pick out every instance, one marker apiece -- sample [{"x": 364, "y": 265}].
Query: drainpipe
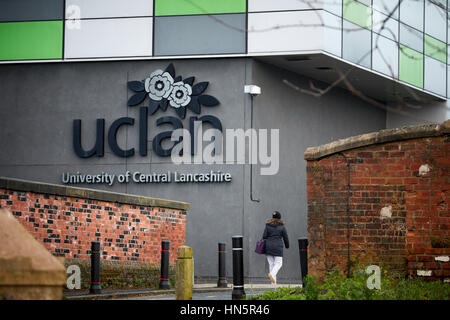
[
  {"x": 253, "y": 91},
  {"x": 348, "y": 212}
]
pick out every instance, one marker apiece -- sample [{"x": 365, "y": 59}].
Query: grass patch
[{"x": 337, "y": 286}]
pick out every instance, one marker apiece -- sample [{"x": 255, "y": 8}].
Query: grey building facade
[{"x": 41, "y": 101}]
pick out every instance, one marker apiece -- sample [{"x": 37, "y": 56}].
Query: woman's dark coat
[{"x": 274, "y": 234}]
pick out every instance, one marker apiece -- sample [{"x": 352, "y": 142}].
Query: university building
[{"x": 91, "y": 91}]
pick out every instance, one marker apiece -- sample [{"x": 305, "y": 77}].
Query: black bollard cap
[
  {"x": 237, "y": 241},
  {"x": 95, "y": 246},
  {"x": 165, "y": 244},
  {"x": 303, "y": 243}
]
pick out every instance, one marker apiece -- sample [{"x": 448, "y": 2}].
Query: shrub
[{"x": 337, "y": 286}]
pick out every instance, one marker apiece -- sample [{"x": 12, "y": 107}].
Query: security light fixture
[{"x": 252, "y": 89}]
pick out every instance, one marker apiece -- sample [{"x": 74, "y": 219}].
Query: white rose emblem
[
  {"x": 159, "y": 85},
  {"x": 180, "y": 95}
]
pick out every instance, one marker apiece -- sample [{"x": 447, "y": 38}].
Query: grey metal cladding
[
  {"x": 200, "y": 34},
  {"x": 31, "y": 10}
]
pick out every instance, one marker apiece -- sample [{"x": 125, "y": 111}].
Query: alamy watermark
[{"x": 241, "y": 147}]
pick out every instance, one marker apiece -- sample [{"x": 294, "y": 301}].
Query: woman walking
[{"x": 275, "y": 234}]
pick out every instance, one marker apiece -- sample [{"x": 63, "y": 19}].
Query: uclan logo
[{"x": 163, "y": 89}]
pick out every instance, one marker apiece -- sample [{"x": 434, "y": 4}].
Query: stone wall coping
[
  {"x": 92, "y": 194},
  {"x": 382, "y": 136}
]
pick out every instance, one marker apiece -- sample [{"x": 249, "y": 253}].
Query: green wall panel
[
  {"x": 185, "y": 7},
  {"x": 411, "y": 66},
  {"x": 435, "y": 48},
  {"x": 358, "y": 13},
  {"x": 31, "y": 40}
]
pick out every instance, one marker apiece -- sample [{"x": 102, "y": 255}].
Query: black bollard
[
  {"x": 164, "y": 282},
  {"x": 303, "y": 251},
  {"x": 95, "y": 268},
  {"x": 238, "y": 268},
  {"x": 222, "y": 281}
]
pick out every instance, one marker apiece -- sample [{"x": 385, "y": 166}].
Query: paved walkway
[{"x": 205, "y": 291}]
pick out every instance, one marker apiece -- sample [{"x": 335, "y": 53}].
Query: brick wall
[
  {"x": 381, "y": 198},
  {"x": 65, "y": 220}
]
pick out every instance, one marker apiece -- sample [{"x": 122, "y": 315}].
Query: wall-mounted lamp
[{"x": 252, "y": 89}]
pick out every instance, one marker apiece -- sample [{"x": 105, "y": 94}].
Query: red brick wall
[
  {"x": 381, "y": 176},
  {"x": 67, "y": 225}
]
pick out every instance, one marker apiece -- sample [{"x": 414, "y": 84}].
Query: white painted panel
[
  {"x": 435, "y": 76},
  {"x": 110, "y": 38},
  {"x": 333, "y": 6},
  {"x": 385, "y": 56},
  {"x": 332, "y": 39},
  {"x": 388, "y": 7},
  {"x": 411, "y": 13},
  {"x": 276, "y": 5},
  {"x": 109, "y": 8},
  {"x": 285, "y": 31},
  {"x": 385, "y": 26},
  {"x": 435, "y": 21}
]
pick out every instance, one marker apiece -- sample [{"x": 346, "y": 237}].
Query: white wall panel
[
  {"x": 110, "y": 38},
  {"x": 109, "y": 8},
  {"x": 435, "y": 21},
  {"x": 276, "y": 5},
  {"x": 435, "y": 76},
  {"x": 385, "y": 26},
  {"x": 285, "y": 31},
  {"x": 385, "y": 56},
  {"x": 334, "y": 6},
  {"x": 332, "y": 33}
]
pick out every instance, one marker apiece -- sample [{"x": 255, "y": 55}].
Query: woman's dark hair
[{"x": 276, "y": 215}]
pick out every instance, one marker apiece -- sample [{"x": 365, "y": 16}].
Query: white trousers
[{"x": 275, "y": 264}]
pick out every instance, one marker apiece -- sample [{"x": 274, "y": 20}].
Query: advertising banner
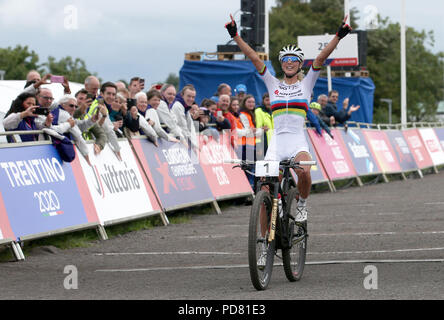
[
  {"x": 422, "y": 157},
  {"x": 117, "y": 188},
  {"x": 360, "y": 153},
  {"x": 333, "y": 155},
  {"x": 432, "y": 145},
  {"x": 382, "y": 150},
  {"x": 224, "y": 181},
  {"x": 5, "y": 228},
  {"x": 40, "y": 192},
  {"x": 440, "y": 134},
  {"x": 401, "y": 149},
  {"x": 175, "y": 172}
]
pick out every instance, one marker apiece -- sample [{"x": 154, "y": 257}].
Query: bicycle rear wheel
[
  {"x": 260, "y": 251},
  {"x": 294, "y": 257}
]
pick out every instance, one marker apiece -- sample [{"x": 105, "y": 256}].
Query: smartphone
[
  {"x": 130, "y": 103},
  {"x": 41, "y": 111},
  {"x": 57, "y": 79}
]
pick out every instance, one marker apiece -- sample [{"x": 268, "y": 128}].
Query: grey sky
[{"x": 121, "y": 39}]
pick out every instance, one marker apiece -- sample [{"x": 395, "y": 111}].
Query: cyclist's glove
[
  {"x": 232, "y": 28},
  {"x": 343, "y": 30}
]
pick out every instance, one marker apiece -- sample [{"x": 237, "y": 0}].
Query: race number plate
[{"x": 267, "y": 169}]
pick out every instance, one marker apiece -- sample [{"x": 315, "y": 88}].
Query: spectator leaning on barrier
[
  {"x": 180, "y": 109},
  {"x": 92, "y": 85},
  {"x": 247, "y": 137},
  {"x": 107, "y": 96},
  {"x": 154, "y": 97},
  {"x": 223, "y": 88},
  {"x": 64, "y": 123},
  {"x": 240, "y": 91},
  {"x": 204, "y": 129},
  {"x": 22, "y": 117},
  {"x": 44, "y": 95},
  {"x": 96, "y": 132},
  {"x": 135, "y": 123},
  {"x": 316, "y": 109},
  {"x": 228, "y": 119},
  {"x": 33, "y": 75},
  {"x": 136, "y": 85},
  {"x": 120, "y": 85},
  {"x": 117, "y": 113},
  {"x": 343, "y": 115},
  {"x": 145, "y": 125},
  {"x": 264, "y": 120},
  {"x": 165, "y": 114}
]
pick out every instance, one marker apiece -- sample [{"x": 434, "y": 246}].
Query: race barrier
[{"x": 41, "y": 196}]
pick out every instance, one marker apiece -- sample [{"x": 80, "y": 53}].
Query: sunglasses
[{"x": 290, "y": 58}]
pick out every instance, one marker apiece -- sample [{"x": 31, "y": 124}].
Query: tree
[
  {"x": 18, "y": 62},
  {"x": 425, "y": 83},
  {"x": 425, "y": 78}
]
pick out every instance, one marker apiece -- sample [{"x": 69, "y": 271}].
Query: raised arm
[
  {"x": 245, "y": 48},
  {"x": 344, "y": 29}
]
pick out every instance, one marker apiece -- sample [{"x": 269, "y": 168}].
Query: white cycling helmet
[{"x": 293, "y": 51}]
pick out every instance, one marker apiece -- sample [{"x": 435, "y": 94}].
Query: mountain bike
[{"x": 273, "y": 224}]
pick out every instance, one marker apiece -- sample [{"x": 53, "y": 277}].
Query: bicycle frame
[{"x": 275, "y": 188}]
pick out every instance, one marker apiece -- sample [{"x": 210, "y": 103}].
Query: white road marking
[
  {"x": 375, "y": 251},
  {"x": 166, "y": 253},
  {"x": 238, "y": 266},
  {"x": 389, "y": 233}
]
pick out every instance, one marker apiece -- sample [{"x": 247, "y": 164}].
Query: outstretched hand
[
  {"x": 344, "y": 29},
  {"x": 232, "y": 27}
]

> **WHAT THE TASK REQUIRES**
Retype, exactly as shown, the lines from the one with "Query: bicycle frame" through the end of the records.

> **SOLVED EXERCISE**
Query: bicycle frame
[{"x": 275, "y": 188}]
pick out every instance, one marker apiece -- sample [{"x": 210, "y": 103}].
Query: white road marking
[
  {"x": 375, "y": 251},
  {"x": 166, "y": 253},
  {"x": 238, "y": 266},
  {"x": 389, "y": 233}
]
pick out every instance, one marker apiece -- sample [{"x": 247, "y": 164}].
Query: outstretched hand
[
  {"x": 344, "y": 29},
  {"x": 232, "y": 27}
]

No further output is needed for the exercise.